■ Problem to work on
Restate the entries below verbatim.

■ Information
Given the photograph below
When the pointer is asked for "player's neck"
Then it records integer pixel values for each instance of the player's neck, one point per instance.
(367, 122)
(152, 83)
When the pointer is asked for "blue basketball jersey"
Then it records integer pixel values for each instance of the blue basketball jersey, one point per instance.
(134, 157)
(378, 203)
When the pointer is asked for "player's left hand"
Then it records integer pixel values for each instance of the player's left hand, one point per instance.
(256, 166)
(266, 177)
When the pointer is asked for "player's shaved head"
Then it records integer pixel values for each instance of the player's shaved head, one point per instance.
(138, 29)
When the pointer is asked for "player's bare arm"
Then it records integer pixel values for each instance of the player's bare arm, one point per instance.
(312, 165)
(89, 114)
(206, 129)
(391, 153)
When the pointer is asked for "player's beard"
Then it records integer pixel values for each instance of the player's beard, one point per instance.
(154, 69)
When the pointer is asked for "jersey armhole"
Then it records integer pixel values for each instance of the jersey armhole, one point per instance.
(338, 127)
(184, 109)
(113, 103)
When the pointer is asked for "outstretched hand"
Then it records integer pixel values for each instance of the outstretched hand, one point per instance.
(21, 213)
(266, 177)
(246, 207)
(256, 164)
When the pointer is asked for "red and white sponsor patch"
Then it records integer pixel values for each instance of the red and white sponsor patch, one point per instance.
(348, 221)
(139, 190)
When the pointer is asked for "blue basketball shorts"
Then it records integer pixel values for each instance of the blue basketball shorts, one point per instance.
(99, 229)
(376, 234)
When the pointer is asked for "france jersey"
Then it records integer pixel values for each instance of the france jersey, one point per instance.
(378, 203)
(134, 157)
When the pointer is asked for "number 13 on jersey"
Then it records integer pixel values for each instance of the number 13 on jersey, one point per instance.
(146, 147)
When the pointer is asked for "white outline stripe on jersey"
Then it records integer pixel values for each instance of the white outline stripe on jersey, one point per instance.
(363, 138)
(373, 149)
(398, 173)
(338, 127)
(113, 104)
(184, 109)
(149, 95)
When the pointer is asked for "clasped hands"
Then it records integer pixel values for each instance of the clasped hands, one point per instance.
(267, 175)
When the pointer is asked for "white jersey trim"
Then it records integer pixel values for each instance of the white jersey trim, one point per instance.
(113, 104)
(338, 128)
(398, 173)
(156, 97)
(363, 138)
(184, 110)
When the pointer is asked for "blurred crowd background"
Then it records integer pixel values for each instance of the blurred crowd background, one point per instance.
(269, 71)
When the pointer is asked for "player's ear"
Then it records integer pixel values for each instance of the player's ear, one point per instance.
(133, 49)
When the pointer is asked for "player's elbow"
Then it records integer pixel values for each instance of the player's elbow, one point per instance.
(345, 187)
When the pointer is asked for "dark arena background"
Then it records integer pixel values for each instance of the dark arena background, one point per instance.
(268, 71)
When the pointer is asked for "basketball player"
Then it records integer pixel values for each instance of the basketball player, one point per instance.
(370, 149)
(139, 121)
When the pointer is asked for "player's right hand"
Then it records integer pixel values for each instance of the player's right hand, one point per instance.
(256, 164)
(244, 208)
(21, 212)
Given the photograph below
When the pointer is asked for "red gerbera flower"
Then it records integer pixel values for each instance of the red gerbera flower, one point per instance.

■ Written answer
Given the photograph below
When the pointer is asked for "player's neck"
Then it records integer pixel values for each instance of the player's neck, one point per instance.
(367, 122)
(152, 83)
When the pointer is asked for "blue basketball jersey"
Then it records integer pixel values for each instance of the blue basketball jersey, one point per instance.
(134, 157)
(378, 203)
When the pointer is asked for "player's left hand"
Then it records integer pixel values for each instance of the player's left hand, one point per instance.
(256, 166)
(266, 177)
When the pointer is asked for "player's shaved head"
Then it records integer pixel values for each instance of the player's shaved head, one point per instance.
(138, 29)
When the pointer is asked for "player's bare arm"
Then it records integer pixel values for each instance of the player's bare arm, one point per instance.
(312, 165)
(89, 114)
(206, 129)
(391, 153)
When the pointer is asked for "player's beard"
Then it records integer pixel values for each instance of the player's beard, one point per instance.
(154, 69)
When the pointer is asked for "jersey armhole"
Then it records integer pixel values for each instance of the jersey armhole, one point per instance.
(338, 127)
(184, 109)
(113, 103)
When the pointer is asked for "outstretched hand"
Then it records integer pixel values for each instance of the outstretched hand, one point per instance.
(21, 213)
(266, 177)
(246, 207)
(256, 164)
When the pointer is asked for "red and white sponsor patch"
Then it records integer pixel values for each instance of the red and white sponsor patch, one point per instance.
(348, 221)
(139, 190)
When the pointer is asked for "blue basketball shorts"
Then it records integer pixel values for each instance of the blue basketball shorts, one point per instance.
(99, 229)
(376, 234)
When the pointer is asked for "france jersey"
Then it records integer pixel values for each instance of the france jersey, one point per instance.
(378, 203)
(134, 157)
When the pointer is asked for "number 13 on jersey"
Then it records integer pixel values for each instance of the number 13 on jersey, one point per instance.
(146, 147)
When the pointer is asked for "white outline stripe on jersey"
Then it records integer pixel values for each instance of the white outline stripe on jersey, one point per instance.
(363, 138)
(373, 149)
(398, 173)
(338, 127)
(113, 104)
(184, 109)
(149, 95)
When the pointer is asked for "clasped hands"
Then it records integer pixel values for each instance of the clasped hands, one point per instance.
(267, 175)
When the pointer is asked for "white jersey trim"
Then it records integer pixel values for each instance of the white jersey trim, one point per instance.
(113, 104)
(338, 128)
(398, 173)
(156, 97)
(363, 138)
(184, 110)
When the pointer is asked for "blurred crowd background"
Then it records integer pixel values for each instance of the blurred crowd background, one point per instance.
(269, 71)
When the pointer is asked for "player's ear"
Then it records integer pixel values for each instance of the player's ear, one point per instance.
(133, 49)
When the pointer is asked for "player's elbow"
Then it records integer pixel values for each instance of the player's elbow, one point per instance.
(345, 187)
When the pointer is asked for "dark arena background"
Then it records integer pixel values for each instance of the dark arena background, one point per instance.
(268, 71)
When the pointer is asked for "basketball player"
Then it records integer pixel values for each instance of the basketball player, one point per instance.
(370, 149)
(139, 121)
When the pointer is asked for "player's right hand"
Then it records integer pixel values for each instance of the player's right hand, one point per instance.
(256, 164)
(244, 208)
(21, 212)
Given the photograph below
When the pointer is asked for "red gerbera flower"
Then it records integer pixel values for each instance of the red gerbera flower, one point per instance.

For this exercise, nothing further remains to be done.